__Task details__: Transcribe word for word the lines spanning the line with "of the beige" through the end of the records.

__Material provided__:
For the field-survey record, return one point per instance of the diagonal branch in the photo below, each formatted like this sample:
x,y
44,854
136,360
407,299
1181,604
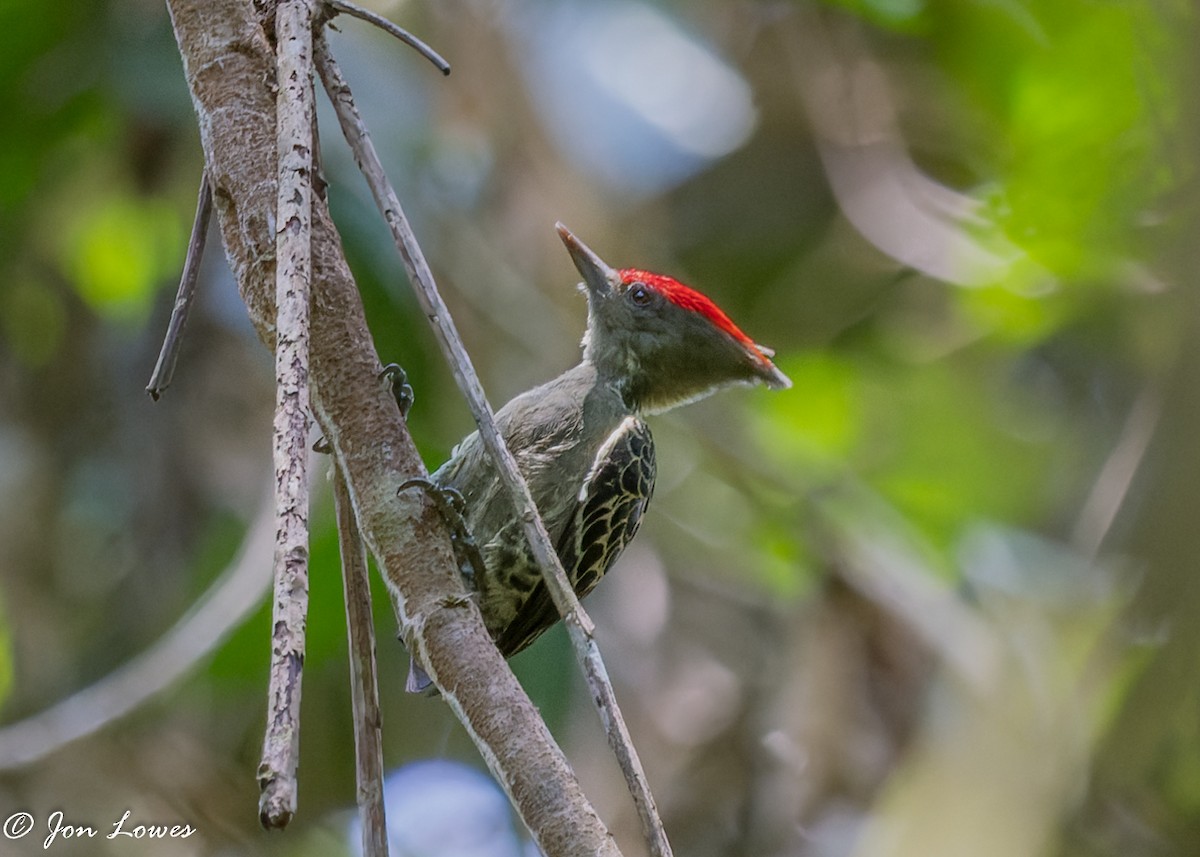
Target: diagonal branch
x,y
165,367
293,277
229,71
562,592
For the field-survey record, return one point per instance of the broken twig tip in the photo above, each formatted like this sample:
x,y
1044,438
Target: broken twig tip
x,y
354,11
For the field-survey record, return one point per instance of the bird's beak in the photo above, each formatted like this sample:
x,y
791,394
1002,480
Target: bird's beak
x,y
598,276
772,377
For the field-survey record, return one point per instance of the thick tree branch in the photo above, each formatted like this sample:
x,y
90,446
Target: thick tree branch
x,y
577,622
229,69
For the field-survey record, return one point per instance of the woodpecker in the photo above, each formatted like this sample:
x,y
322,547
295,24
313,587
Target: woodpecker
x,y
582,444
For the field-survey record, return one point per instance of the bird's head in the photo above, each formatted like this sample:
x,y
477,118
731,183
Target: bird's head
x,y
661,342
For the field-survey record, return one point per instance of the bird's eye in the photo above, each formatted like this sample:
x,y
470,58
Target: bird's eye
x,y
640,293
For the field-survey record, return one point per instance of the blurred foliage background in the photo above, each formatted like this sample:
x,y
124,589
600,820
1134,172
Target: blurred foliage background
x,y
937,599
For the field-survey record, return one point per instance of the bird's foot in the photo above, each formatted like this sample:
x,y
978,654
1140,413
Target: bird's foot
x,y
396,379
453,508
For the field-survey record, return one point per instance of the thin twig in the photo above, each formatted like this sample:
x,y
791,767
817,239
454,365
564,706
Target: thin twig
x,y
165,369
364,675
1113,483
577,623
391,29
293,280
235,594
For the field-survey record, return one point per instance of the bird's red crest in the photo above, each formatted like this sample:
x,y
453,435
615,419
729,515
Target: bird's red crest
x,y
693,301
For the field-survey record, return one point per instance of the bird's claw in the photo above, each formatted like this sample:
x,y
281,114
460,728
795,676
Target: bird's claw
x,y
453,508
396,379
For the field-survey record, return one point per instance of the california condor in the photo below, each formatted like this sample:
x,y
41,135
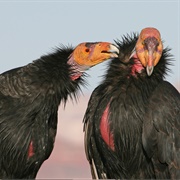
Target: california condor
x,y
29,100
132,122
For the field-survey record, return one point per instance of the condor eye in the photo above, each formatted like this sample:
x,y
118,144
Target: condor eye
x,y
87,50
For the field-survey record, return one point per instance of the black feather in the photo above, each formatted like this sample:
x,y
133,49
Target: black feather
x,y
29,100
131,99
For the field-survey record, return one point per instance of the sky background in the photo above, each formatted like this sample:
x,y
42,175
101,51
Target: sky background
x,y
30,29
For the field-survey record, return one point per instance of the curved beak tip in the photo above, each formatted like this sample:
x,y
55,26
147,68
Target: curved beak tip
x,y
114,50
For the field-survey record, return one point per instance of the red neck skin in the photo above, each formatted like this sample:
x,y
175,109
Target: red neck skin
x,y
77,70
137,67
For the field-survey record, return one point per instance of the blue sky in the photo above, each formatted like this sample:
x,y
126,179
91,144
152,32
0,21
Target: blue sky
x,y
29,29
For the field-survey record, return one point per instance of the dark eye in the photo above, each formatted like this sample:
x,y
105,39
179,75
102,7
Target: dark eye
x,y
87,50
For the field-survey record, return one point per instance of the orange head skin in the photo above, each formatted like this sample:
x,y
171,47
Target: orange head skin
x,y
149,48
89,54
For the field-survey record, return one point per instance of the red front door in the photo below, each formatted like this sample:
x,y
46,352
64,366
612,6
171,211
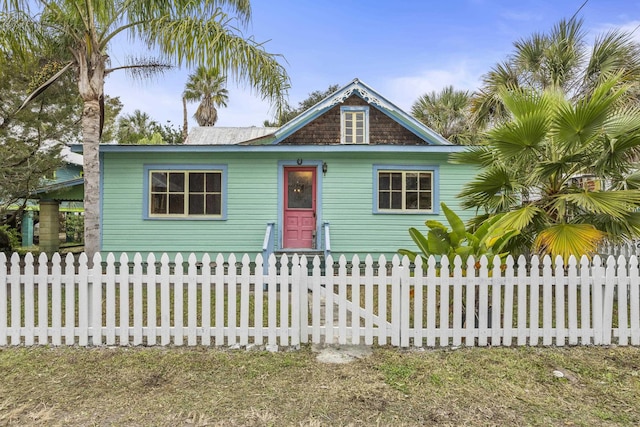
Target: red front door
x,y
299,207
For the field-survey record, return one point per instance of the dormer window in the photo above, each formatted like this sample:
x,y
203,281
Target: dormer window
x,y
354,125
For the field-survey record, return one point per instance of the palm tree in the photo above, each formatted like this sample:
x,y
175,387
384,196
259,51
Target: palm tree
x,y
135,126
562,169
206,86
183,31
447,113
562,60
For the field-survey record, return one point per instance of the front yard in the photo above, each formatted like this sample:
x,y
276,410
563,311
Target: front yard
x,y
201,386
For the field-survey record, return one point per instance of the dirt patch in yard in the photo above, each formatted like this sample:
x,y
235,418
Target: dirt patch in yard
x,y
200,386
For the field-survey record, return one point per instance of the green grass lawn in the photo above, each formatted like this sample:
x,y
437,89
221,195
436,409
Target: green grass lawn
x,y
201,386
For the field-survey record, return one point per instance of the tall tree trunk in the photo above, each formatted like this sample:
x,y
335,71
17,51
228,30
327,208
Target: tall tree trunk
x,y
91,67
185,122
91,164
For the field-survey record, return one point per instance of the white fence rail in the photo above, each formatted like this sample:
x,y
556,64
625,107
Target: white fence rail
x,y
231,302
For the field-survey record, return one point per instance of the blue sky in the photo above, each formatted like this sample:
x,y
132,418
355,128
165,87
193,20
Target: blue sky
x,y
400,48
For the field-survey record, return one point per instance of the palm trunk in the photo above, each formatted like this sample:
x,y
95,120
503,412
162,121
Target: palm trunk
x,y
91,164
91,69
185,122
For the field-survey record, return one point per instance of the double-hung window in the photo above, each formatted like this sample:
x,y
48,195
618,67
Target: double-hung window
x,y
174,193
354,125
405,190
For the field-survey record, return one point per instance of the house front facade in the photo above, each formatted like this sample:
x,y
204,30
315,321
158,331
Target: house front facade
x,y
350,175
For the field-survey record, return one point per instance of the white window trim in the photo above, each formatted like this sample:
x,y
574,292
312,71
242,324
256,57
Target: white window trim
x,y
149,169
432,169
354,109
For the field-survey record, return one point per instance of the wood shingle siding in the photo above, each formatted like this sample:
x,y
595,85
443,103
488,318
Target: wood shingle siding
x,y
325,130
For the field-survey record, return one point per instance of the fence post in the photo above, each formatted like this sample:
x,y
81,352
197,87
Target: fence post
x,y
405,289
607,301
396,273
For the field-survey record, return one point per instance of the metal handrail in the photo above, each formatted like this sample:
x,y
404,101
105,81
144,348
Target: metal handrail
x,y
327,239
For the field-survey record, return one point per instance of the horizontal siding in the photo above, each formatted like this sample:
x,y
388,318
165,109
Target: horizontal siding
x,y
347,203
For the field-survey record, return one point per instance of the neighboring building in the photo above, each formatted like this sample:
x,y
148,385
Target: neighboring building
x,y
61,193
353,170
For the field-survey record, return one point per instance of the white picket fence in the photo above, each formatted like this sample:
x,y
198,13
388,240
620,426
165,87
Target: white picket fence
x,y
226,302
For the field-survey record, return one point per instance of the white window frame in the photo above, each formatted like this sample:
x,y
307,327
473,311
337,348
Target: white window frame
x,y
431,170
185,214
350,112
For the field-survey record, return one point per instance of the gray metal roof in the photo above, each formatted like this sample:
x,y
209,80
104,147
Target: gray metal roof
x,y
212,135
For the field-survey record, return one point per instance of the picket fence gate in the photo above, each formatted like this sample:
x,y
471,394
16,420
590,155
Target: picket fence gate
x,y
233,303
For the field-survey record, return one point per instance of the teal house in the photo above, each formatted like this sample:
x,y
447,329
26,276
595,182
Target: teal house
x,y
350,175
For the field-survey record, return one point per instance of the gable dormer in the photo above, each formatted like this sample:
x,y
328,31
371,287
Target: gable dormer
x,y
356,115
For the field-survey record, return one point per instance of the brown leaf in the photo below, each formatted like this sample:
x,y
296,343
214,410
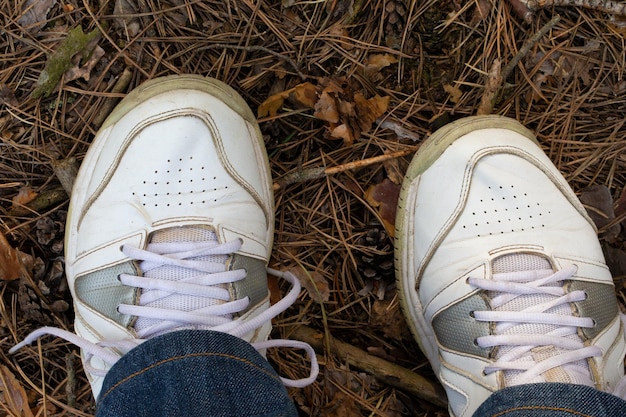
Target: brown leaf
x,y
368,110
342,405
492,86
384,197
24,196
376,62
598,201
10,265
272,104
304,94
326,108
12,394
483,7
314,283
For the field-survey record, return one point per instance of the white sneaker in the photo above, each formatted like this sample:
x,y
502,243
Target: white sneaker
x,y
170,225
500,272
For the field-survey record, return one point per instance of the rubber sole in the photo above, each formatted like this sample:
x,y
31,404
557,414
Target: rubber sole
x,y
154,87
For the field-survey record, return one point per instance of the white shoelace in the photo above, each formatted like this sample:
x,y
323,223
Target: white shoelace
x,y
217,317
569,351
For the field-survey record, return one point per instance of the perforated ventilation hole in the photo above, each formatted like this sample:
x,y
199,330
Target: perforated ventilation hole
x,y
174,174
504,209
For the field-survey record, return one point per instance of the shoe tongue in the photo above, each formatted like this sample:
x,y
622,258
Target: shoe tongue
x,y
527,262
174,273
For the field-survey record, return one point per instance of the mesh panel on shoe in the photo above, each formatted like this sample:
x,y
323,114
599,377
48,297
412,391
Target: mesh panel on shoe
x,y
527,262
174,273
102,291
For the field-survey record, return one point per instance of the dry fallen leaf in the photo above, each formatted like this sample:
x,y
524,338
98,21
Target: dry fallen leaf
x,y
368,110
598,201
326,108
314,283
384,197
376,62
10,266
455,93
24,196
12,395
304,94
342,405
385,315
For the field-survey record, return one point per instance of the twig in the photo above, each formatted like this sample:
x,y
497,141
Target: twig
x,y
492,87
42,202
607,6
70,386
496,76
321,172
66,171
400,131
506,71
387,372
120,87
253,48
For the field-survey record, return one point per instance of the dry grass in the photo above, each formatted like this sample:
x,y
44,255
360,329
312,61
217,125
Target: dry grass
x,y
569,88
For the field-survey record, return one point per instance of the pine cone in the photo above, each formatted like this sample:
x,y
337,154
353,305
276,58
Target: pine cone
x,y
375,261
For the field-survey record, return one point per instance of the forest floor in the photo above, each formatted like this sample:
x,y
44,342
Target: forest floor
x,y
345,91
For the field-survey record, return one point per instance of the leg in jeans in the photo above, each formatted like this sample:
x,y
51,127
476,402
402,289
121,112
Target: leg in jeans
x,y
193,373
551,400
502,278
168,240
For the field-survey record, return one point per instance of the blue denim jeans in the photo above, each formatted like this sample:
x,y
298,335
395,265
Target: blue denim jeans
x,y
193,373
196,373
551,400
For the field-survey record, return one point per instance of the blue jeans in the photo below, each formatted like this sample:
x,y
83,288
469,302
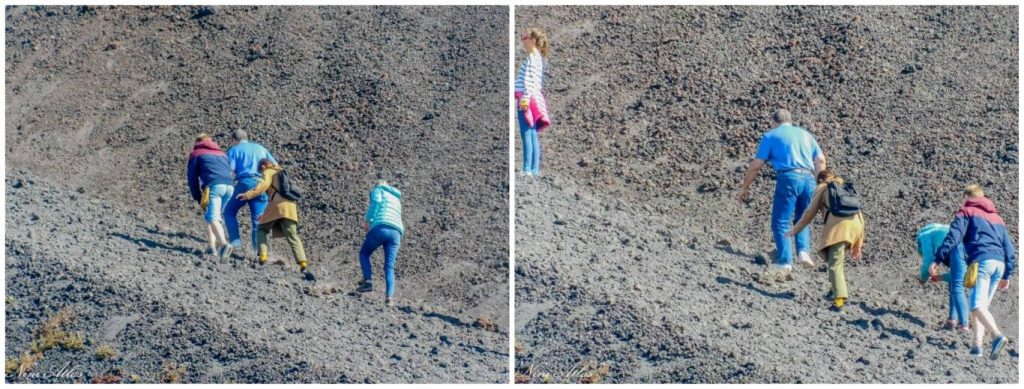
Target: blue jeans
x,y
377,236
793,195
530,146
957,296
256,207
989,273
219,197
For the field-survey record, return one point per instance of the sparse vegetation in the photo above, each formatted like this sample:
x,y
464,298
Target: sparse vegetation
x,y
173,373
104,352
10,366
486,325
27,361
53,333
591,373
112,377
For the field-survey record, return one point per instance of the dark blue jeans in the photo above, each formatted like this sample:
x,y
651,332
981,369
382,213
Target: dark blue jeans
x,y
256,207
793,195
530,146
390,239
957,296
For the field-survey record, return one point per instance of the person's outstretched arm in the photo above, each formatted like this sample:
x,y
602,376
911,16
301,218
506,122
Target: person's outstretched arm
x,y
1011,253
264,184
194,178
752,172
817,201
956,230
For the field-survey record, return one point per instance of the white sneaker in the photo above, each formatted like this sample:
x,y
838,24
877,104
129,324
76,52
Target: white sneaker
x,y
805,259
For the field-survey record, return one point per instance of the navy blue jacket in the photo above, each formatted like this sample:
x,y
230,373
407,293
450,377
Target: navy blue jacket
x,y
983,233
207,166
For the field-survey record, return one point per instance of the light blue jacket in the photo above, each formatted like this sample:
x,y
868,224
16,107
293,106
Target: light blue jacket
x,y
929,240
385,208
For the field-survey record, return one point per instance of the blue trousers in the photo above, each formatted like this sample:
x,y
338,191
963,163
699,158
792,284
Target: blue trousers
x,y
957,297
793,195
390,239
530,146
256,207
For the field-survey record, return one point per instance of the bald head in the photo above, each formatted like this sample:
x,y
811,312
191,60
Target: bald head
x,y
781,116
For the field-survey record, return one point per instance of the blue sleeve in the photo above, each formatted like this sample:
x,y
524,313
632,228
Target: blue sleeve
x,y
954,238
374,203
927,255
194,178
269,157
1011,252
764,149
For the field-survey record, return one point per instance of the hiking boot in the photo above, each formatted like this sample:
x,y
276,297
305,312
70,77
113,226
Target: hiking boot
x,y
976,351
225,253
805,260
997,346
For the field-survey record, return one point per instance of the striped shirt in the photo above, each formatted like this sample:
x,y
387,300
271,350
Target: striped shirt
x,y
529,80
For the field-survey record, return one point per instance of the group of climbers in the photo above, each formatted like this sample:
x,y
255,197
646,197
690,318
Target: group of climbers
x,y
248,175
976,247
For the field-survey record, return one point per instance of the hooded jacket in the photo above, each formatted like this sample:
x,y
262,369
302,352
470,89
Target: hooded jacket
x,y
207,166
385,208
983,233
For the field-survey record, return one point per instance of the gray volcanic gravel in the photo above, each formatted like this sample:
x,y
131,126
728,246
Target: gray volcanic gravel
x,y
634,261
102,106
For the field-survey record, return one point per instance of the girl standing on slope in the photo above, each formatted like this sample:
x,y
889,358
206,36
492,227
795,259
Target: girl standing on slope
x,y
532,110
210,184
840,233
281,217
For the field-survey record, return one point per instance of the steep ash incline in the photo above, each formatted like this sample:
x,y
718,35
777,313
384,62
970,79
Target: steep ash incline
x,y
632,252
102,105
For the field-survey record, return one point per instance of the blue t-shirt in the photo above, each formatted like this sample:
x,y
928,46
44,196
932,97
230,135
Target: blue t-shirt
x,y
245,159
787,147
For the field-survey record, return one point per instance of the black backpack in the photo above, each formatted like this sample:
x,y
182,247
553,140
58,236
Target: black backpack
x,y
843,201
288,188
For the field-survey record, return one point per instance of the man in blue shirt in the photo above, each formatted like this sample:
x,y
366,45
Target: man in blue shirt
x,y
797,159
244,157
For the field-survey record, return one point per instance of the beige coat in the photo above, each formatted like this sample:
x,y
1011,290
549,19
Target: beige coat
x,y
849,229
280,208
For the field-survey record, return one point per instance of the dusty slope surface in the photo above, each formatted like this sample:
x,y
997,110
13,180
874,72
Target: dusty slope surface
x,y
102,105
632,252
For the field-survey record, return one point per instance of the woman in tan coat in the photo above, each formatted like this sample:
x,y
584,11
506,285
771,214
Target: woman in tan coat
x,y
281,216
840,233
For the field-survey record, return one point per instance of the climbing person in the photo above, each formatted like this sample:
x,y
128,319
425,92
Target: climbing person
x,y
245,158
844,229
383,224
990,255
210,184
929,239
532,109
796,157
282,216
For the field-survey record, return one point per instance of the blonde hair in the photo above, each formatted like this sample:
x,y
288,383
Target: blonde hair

__Result for this task__:
For the field-survey record, return one point per instance of the beige coat in the photo above, each formatted like this sample:
x,y
1011,290
549,19
Target: beige coat
x,y
849,229
280,208
For the field-survey record, return one point per instance of the dusty slope surface in the photo above, each formatted like this sample:
x,y
997,110
13,180
874,72
Target: dusty slope surface
x,y
102,105
632,252
For the field-survey record, return one point per instance of the woman in tan coat in the photo above, each formatted like this sample:
x,y
584,11
506,285
771,214
Target: woman in tan coat
x,y
281,216
840,233
For the field-survey record, return one point per instance of the climbing person in the photo above, each formatted like this sample:
x,y
128,319
425,92
Target: climbing person
x,y
245,158
844,229
383,224
990,255
210,184
929,239
532,109
796,157
282,216
For the field-survey record, return one point per instance of the blonde hair in the photo above, each formatted like this sample:
x,y
288,383
Target: blonde hair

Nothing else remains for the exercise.